- [Stated task]:
Copy exactly, and only, the lines from the line containing "Note to the class: find each instance of the label" through the last line of the records below, both included.

[Some records]
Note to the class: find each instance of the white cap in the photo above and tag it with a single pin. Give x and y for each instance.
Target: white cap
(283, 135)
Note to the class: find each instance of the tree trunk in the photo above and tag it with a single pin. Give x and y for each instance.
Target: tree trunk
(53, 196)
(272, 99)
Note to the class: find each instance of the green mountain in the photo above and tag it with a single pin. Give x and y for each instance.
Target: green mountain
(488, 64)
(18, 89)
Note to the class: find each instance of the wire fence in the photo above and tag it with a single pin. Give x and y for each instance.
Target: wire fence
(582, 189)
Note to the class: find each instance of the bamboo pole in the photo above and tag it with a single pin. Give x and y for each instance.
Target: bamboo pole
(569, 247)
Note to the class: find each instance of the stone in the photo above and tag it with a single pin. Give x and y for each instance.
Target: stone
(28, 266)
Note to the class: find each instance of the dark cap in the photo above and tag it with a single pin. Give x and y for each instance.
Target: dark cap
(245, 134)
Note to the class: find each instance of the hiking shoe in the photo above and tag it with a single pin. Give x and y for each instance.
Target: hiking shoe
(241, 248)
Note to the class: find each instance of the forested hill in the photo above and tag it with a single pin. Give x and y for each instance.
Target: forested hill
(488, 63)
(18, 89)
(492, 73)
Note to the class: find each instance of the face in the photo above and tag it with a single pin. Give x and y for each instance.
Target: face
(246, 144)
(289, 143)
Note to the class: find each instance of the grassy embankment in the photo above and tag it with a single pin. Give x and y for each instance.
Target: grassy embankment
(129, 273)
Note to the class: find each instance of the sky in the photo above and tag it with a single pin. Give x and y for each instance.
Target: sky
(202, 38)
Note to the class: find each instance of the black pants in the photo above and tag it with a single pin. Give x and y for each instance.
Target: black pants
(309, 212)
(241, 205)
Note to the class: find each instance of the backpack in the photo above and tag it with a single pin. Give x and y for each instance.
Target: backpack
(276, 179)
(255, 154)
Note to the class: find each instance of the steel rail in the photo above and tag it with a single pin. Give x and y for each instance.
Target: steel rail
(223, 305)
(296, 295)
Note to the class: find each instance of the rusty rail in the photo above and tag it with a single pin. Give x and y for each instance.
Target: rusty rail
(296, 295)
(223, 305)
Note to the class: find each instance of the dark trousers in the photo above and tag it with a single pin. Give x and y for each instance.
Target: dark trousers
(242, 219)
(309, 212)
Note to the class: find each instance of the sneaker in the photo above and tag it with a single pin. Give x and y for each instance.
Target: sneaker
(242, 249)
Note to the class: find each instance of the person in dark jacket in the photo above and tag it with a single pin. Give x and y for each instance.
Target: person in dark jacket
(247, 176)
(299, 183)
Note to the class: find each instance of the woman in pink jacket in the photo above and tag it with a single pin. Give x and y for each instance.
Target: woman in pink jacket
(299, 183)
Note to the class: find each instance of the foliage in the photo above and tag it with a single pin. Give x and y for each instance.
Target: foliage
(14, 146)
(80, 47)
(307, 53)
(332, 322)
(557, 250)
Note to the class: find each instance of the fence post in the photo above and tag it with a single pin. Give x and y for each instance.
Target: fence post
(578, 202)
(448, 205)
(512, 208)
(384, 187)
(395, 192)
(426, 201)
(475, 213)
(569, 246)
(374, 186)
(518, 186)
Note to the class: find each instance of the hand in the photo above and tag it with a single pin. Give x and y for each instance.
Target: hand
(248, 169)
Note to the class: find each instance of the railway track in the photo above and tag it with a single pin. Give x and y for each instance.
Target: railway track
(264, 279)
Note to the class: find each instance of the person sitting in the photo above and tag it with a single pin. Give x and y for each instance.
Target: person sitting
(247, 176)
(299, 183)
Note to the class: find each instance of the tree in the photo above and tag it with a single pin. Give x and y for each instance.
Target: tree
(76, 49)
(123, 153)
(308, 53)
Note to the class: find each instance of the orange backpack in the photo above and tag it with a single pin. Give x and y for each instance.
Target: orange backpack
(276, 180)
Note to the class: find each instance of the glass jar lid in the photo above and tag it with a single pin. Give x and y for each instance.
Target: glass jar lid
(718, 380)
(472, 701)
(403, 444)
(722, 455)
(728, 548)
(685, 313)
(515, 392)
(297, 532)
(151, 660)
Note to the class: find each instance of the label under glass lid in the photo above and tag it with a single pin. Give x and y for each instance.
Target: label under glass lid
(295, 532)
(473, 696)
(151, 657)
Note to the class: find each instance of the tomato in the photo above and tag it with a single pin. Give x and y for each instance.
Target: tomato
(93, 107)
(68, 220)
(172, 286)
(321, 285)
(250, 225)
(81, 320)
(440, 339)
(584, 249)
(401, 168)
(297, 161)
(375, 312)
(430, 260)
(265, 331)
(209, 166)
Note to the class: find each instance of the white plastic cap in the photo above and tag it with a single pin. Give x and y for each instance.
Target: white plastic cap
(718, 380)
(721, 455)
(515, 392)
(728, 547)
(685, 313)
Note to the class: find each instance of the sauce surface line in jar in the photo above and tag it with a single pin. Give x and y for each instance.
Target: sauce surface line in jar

- [Response]:
Note to the class: find each instance of the label under glass lid in the photo above and tag it with a single pin. Give x and y for each instance.
Target: label under glass lid
(295, 532)
(473, 696)
(151, 657)
Note to the class: find each instance of the tomato in the photo above and tag it with a single pin. Give x and y for each instance.
Target: tomato
(93, 107)
(68, 220)
(172, 286)
(321, 285)
(250, 225)
(81, 320)
(440, 339)
(584, 249)
(401, 168)
(297, 161)
(375, 312)
(430, 260)
(265, 331)
(209, 166)
Note to the class: find each instance of the white plastic cap in the photo above and tag it with a single pin. Give x and y for each instance.
Target: white plastic cap
(718, 380)
(721, 455)
(515, 392)
(728, 547)
(685, 313)
Note to the class: find each instance of the sauce surface line in jar in the photo above and tag it with a single pin. Give x and y for each instance.
Target: sauce surface line in jar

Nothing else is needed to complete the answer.